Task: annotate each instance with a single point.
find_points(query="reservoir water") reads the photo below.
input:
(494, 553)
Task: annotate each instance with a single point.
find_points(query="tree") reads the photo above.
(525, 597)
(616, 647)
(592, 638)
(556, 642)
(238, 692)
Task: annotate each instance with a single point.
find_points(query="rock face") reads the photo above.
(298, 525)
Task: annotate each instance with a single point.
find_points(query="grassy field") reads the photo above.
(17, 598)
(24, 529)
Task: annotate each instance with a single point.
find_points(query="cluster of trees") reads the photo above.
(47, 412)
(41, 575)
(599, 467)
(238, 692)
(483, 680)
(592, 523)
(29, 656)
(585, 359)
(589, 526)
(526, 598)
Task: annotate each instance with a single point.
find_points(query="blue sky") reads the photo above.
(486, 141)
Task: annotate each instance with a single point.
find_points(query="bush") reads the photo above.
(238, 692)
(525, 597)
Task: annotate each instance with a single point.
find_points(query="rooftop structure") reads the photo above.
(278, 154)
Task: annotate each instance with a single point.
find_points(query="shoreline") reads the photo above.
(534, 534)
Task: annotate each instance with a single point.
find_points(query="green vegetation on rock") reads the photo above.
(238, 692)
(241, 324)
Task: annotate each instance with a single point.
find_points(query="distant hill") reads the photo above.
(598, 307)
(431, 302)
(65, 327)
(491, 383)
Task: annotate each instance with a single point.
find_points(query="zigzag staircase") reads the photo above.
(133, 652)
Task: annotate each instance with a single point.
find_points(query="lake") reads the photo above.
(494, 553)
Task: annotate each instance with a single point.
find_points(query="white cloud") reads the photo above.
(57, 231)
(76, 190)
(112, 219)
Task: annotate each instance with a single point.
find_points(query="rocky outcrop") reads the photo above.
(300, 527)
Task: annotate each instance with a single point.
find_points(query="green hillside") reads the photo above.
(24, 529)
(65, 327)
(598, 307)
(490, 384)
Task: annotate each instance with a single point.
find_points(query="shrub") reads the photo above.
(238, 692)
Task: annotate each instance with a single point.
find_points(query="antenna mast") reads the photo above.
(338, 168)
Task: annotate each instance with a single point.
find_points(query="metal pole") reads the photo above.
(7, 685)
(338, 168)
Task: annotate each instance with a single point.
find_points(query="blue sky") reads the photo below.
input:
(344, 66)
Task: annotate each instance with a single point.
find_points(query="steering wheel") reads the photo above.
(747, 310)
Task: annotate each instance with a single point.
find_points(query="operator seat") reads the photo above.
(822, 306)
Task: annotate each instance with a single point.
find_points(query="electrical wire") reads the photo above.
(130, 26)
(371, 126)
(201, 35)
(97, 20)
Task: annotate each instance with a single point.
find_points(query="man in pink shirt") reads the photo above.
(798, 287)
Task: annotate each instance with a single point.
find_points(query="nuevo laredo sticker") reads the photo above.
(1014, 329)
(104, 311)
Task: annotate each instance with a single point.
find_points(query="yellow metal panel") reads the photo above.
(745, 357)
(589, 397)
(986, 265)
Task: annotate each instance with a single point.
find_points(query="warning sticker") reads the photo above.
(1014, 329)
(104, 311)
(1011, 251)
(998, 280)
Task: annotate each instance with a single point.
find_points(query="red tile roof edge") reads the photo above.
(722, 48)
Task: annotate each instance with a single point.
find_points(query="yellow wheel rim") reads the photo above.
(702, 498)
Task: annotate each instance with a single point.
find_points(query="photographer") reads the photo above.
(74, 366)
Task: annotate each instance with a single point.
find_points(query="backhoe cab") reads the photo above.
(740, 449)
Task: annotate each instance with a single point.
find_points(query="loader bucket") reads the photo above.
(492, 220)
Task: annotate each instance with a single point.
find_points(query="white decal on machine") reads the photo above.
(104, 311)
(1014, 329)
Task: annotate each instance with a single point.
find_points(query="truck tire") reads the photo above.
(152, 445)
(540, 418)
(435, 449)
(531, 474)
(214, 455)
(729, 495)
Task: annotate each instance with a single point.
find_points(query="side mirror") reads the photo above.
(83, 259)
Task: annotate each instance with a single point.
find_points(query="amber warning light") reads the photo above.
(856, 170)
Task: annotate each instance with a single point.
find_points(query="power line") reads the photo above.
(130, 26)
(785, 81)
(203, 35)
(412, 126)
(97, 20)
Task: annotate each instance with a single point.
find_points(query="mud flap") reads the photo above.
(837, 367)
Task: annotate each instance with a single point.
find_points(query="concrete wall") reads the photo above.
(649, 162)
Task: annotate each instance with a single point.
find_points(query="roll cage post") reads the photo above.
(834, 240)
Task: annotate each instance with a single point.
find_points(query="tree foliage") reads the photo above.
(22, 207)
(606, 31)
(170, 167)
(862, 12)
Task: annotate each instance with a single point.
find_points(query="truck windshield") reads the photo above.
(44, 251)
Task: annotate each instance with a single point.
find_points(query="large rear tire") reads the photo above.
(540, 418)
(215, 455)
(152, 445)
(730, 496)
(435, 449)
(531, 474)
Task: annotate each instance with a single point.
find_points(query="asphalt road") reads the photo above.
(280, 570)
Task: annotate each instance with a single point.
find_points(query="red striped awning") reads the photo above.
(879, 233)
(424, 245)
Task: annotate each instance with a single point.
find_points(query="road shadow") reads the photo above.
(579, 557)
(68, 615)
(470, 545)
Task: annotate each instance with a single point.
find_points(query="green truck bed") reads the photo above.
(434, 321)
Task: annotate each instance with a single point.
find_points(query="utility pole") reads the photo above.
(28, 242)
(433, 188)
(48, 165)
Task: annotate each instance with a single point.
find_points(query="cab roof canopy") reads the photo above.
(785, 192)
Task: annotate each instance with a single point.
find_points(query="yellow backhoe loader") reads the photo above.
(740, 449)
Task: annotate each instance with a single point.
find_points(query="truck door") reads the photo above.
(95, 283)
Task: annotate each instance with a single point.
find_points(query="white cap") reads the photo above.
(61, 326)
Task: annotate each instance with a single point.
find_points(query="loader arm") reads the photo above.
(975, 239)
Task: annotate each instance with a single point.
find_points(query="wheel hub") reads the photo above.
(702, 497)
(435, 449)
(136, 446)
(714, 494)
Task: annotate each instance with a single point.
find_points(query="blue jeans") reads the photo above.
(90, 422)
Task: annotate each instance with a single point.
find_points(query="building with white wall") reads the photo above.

▶ **WRITTEN PROBLEM**
All of the entries must be written out exactly as they stand.

▶ **EXERCISE RESPONSE**
Task: annotate each instance with a single point.
find_points(query="reservoir water") reads the photo below.
input:
(494, 553)
Task: annotate each instance with a single point.
find_points(query="tree") reads the photo above.
(525, 597)
(616, 647)
(592, 638)
(556, 642)
(238, 692)
Task: annotate each instance with a single point.
find_points(query="rock face") reads the photo above.
(298, 525)
Task: annotate each instance with a single point.
find_points(query="grassy field") reads the photo above.
(17, 598)
(24, 529)
Task: annotate each instance with a single point.
find_points(query="cluster of trees") reads the photo above.
(47, 412)
(41, 575)
(599, 467)
(238, 692)
(483, 680)
(592, 523)
(29, 656)
(585, 359)
(589, 526)
(526, 598)
Task: annotate each instance with a single point.
find_points(query="blue sky") reads the photo above.
(486, 141)
Task: annotate each instance with a single point.
find_points(query="bush") reads the photo above.
(238, 692)
(525, 597)
Task: annotate each instance with a single point.
find_points(query="rooftop structure") reads the photo above.
(278, 154)
Task: annotate each instance with a single point.
find_points(query="shoreline") reads the photo above.
(534, 534)
Task: annotate each instance with a single point.
find_points(query="green vegetation on rock") reads the photo above.
(238, 692)
(241, 324)
Task: annotate each instance with a single point.
find_points(query="distant hill") reads the photo above.
(598, 307)
(431, 302)
(65, 327)
(491, 383)
Task: annotate each instance with a single point.
find_points(query="zigzag staircase") reads the photo above.
(133, 652)
Task: annotate each instance with a single point.
find_points(query="lake") reads the photo above.
(494, 553)
Task: annotate each instance with a single point.
find_points(query="white cloud") reads the photo above.
(57, 231)
(76, 190)
(112, 219)
Task: annotate each instance with a single point.
find_points(query="rocky outcrop") reads the photo above.
(300, 527)
Task: annotate each instance with a single point.
find_points(query="green hillside") reads the photo above.
(24, 529)
(65, 327)
(598, 307)
(490, 384)
Task: annotate each instance with a single point.
find_points(query="shrub") reads the photo above.
(238, 692)
Task: annotate each instance with a single point.
find_points(query="antenna mast") reads the photo above.
(338, 168)
Task: annotate each instance with a single point.
find_points(query="metal pole") reads the photo above.
(7, 685)
(338, 168)
Task: annotate each instance with a single point.
find_points(query="blue sky") reads the photo below.
input:
(344, 66)
Task: annotate each instance with a single point.
find_points(query="steering wheel") reads the photo above.
(747, 310)
Task: annotate each instance with a single point.
find_points(query="operator seat") reads the photo above.
(822, 306)
Task: annotate each instance with a single point.
find_points(query="electrical wire") reads the photo above.
(130, 26)
(371, 126)
(201, 35)
(97, 20)
Task: annotate each instance with a single point.
find_points(query="man in pink shirt") reads the photo above.
(798, 287)
Task: annotate each instance with a single point.
find_points(query="nuevo laredo sticker") reads the photo above.
(1014, 329)
(104, 311)
Task: annotate each instance with a single point.
find_points(query="yellow metal panel") reads the photo above.
(745, 357)
(589, 397)
(986, 265)
Task: annotate each instance with a single point.
find_points(query="warning sticker") reads the photo above.
(1014, 329)
(104, 311)
(1011, 251)
(998, 280)
Task: annotate each instance with a single point.
find_points(query="red tile roof edge") reads the photo above.
(722, 48)
Task: annotate each instance with a single point.
find_points(query="yellow wheel rim") reads the photo above.
(702, 498)
Task: annotate each instance with a single point.
find_points(query="photographer") reads the photo above.
(74, 366)
Task: annotate each instance with a single point.
find_points(query="backhoe cab") reads the photo above.
(740, 449)
Task: annotate each instance with a single point.
find_points(query="loader bucket") reads the photo above.
(492, 220)
Task: annotate each instance with a single point.
find_points(query="white decal on machine") reads the photo above.
(104, 311)
(1014, 329)
Task: annotate each instance with a single point.
find_points(query="truck tire") reads the photo above.
(152, 445)
(540, 418)
(435, 449)
(531, 474)
(214, 455)
(729, 495)
Task: annotate each instance with a single point.
find_points(query="side mirror") reads the photo above.
(83, 259)
Task: annotate each instance with a single point.
find_points(query="amber warning light") reads the photo above.
(856, 170)
Task: annotate each instance with a single point.
find_points(query="power line") reads the photo above.
(130, 26)
(785, 81)
(203, 35)
(412, 126)
(97, 20)
Task: annotate each instance with a single point.
find_points(query="mud flap") reads the photo above.
(837, 367)
Task: annotate each instance with a single point.
find_points(query="concrete wall") reads the photo above.
(649, 162)
Task: annotate each instance with a single point.
find_points(query="roll cage post") reads the photo above.
(834, 240)
Task: annotate each instance with a single point.
find_points(query="tree foliage") reads the photo above.
(22, 207)
(606, 31)
(170, 167)
(862, 12)
Task: annotate each instance with a single point.
find_points(query="truck windshield") reads the photo above.
(44, 251)
Task: annotate each instance with a single point.
find_points(query="large rear tire") reads the photo above.
(540, 418)
(215, 455)
(152, 445)
(730, 496)
(435, 449)
(531, 474)
Task: annotate each instance with a single point.
find_points(query="asphalt road") reads the photo above.
(280, 570)
Task: annotate each instance with a single point.
find_points(query="red striped awning") reads the photo above.
(879, 233)
(424, 245)
Task: annotate each instance with a single point.
find_points(query="road shadow") reads the photo above.
(579, 557)
(68, 615)
(470, 545)
Task: annotate each instance with a single point.
find_points(query="green truck bed") reads the photo above.
(434, 321)
Task: annotate each instance with a single point.
find_points(query="utility pole") reads the photo above.
(28, 242)
(433, 188)
(48, 165)
Task: annotate each instance with a single point.
find_points(query="cab roof canopy") reads the photo above.
(785, 192)
Task: annotate each instance with a single point.
find_points(query="yellow backhoe loader") reads the photo above.
(740, 449)
Task: annotate each instance with a single point.
find_points(query="truck door") reads the photo above.
(95, 283)
Task: annotate each instance with a single point.
find_points(query="white cap") reads the photo above.
(61, 326)
Task: annotate each instance with a single point.
find_points(query="loader arm") reads the photo above.
(975, 239)
Task: annotate each instance with a single point.
find_points(query="wheel hub") reads the photo above.
(702, 497)
(435, 449)
(136, 446)
(714, 494)
Task: annotate each instance with a single point.
find_points(query="blue jeans") reads the photo above.
(90, 422)
Task: annotate each instance with a single point.
find_points(query="building with white wall") reads the photo above.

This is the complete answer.